## What to produce
In the listing below, find the line with "Indicate one point per instance of the coastline" and the line with "Indicate one point per instance of the striped". Repeat those two lines and all lines between them exactly.

## Material for this task

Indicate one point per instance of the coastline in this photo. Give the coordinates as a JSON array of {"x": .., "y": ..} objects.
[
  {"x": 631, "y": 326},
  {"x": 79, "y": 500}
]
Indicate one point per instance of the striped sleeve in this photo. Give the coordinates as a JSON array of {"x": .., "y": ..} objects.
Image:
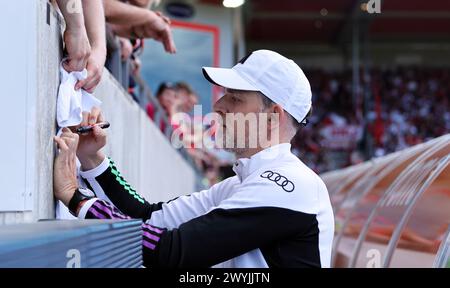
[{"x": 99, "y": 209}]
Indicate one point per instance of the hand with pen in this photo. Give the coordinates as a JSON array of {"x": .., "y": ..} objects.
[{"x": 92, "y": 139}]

--

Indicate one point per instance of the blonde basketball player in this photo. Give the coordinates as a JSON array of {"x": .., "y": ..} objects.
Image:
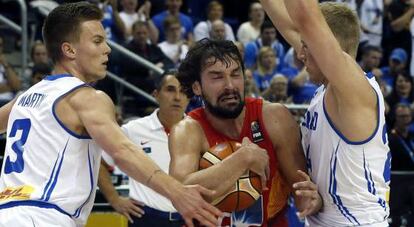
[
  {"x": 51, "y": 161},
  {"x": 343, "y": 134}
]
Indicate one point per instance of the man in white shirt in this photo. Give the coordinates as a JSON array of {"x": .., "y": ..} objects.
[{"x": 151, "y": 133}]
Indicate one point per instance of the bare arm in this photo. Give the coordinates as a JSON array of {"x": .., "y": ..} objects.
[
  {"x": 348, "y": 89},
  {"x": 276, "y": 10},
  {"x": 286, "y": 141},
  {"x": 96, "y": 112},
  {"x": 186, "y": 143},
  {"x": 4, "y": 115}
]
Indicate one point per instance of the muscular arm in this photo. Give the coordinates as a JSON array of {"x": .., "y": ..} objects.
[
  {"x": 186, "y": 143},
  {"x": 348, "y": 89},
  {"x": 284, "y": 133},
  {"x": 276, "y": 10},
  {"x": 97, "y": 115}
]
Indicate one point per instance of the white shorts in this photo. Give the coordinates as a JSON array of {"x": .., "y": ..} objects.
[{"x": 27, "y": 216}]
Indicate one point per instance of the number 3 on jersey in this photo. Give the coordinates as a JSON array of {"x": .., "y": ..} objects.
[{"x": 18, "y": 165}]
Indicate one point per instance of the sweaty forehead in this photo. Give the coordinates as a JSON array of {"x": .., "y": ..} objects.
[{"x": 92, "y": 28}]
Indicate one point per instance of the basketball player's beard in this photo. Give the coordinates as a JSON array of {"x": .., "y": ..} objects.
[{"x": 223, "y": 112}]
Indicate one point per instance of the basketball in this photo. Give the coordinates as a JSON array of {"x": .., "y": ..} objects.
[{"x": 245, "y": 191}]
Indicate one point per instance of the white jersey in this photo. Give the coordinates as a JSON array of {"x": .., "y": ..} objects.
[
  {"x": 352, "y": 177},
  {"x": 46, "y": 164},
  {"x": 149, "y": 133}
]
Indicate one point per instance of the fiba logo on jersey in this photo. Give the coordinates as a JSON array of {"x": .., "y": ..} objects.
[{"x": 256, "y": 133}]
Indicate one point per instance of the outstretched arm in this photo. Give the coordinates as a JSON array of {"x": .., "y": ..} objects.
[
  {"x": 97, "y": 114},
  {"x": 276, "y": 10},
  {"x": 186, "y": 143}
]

...

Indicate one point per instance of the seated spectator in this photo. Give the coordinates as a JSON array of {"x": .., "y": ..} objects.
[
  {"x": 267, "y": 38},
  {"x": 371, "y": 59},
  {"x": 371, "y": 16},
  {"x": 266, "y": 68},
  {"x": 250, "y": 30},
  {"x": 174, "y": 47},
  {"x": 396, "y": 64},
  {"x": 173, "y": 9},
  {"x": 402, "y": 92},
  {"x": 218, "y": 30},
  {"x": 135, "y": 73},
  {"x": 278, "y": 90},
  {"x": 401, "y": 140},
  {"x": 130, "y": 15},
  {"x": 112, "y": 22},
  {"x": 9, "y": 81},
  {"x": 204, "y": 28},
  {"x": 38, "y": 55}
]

## Response for this exercise
Indicate one point per instance of the coastline in this photo. Give the coordinates as a JSON array of {"x": .., "y": ..} objects.
[
  {"x": 631, "y": 326},
  {"x": 79, "y": 500}
]
Indicate one point per instance of the striped sleeve in this photo. Give the coordinates as a JSON array of {"x": .., "y": ..} objects.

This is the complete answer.